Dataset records

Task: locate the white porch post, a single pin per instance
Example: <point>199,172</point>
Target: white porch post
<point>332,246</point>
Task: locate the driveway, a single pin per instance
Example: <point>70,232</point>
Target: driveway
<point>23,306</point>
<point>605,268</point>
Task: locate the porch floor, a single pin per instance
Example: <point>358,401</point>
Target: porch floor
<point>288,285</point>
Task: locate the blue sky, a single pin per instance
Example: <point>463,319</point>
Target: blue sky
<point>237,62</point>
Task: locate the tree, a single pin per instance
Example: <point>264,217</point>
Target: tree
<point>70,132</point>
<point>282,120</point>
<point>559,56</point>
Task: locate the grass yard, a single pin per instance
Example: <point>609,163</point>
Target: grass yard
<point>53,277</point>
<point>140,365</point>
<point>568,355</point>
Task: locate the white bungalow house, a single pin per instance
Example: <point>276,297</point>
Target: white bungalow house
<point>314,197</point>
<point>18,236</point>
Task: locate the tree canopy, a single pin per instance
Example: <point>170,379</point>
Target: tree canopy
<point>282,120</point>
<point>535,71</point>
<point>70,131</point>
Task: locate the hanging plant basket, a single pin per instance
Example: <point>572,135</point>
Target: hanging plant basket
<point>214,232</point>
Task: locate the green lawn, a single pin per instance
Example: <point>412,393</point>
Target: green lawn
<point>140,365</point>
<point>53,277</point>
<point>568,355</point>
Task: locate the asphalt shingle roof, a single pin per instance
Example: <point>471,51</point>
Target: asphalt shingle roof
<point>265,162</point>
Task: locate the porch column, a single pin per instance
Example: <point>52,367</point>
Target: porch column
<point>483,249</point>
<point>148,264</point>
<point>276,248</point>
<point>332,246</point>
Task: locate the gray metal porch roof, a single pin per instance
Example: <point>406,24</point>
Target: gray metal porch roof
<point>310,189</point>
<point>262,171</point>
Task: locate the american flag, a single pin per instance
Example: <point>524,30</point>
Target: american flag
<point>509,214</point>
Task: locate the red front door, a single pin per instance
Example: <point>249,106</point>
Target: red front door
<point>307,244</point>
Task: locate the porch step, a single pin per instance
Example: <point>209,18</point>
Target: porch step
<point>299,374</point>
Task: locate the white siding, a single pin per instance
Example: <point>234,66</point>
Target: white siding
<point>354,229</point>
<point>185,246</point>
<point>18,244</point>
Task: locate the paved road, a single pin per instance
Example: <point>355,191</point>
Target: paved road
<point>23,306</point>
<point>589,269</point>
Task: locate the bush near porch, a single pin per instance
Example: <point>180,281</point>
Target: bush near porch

EXERCISE INSTRUCTIONS
Rewrite every line of the rows, beginning at the line that contains "Task: locate the blue" and stopping after the line that contains "<point>307,244</point>". Offset each answer point by adding 43 to both of its coordinates, and copy all other lines unchanged.

SOLVED PROBLEM
Task: locate the blue sky, a single pin per instance
Example: <point>463,319</point>
Target: blue sky
<point>280,105</point>
Task: locate the tree, a single pin per instance
Example: <point>264,217</point>
Target: tree
<point>113,175</point>
<point>325,163</point>
<point>602,99</point>
Task: locate the grass yard, a single pin per instance
Example: <point>609,163</point>
Target: grass yard
<point>96,320</point>
<point>183,408</point>
<point>611,398</point>
Task: locate the white bungalow house, a single pin per instance
Example: <point>276,297</point>
Target: white bungalow house
<point>357,240</point>
<point>61,279</point>
Task: locate the tree canopy, a single pin per instance
Example: <point>170,379</point>
Target: tree canopy
<point>325,163</point>
<point>578,114</point>
<point>113,174</point>
Task: locate the hanging plant basket, a single pin per instance
Example: <point>572,135</point>
Target: hanging plant basket
<point>257,275</point>
Task: locate the green lawn, a single pin per instance
Example: <point>412,393</point>
Target: green lawn
<point>183,408</point>
<point>96,320</point>
<point>611,398</point>
Task: locate the asphalt shingle roof, a single pin per instance
Example: <point>471,51</point>
Target: asphalt shingle roof
<point>308,205</point>
Task: locate the porch column, a single pin per instance
Example: <point>52,367</point>
Target: porch column
<point>526,292</point>
<point>191,307</point>
<point>319,291</point>
<point>375,289</point>
Task: locate the gray metal porch roof, a single pin per instance
Example: <point>406,24</point>
Target: gray metal porch roof
<point>353,232</point>
<point>305,214</point>
Task: locate the american flag, a single pin per instance
Example: <point>524,30</point>
Target: american flag
<point>552,257</point>
Task: locate the red front door, a single pin per instance
Example: <point>249,106</point>
Target: red front door
<point>350,287</point>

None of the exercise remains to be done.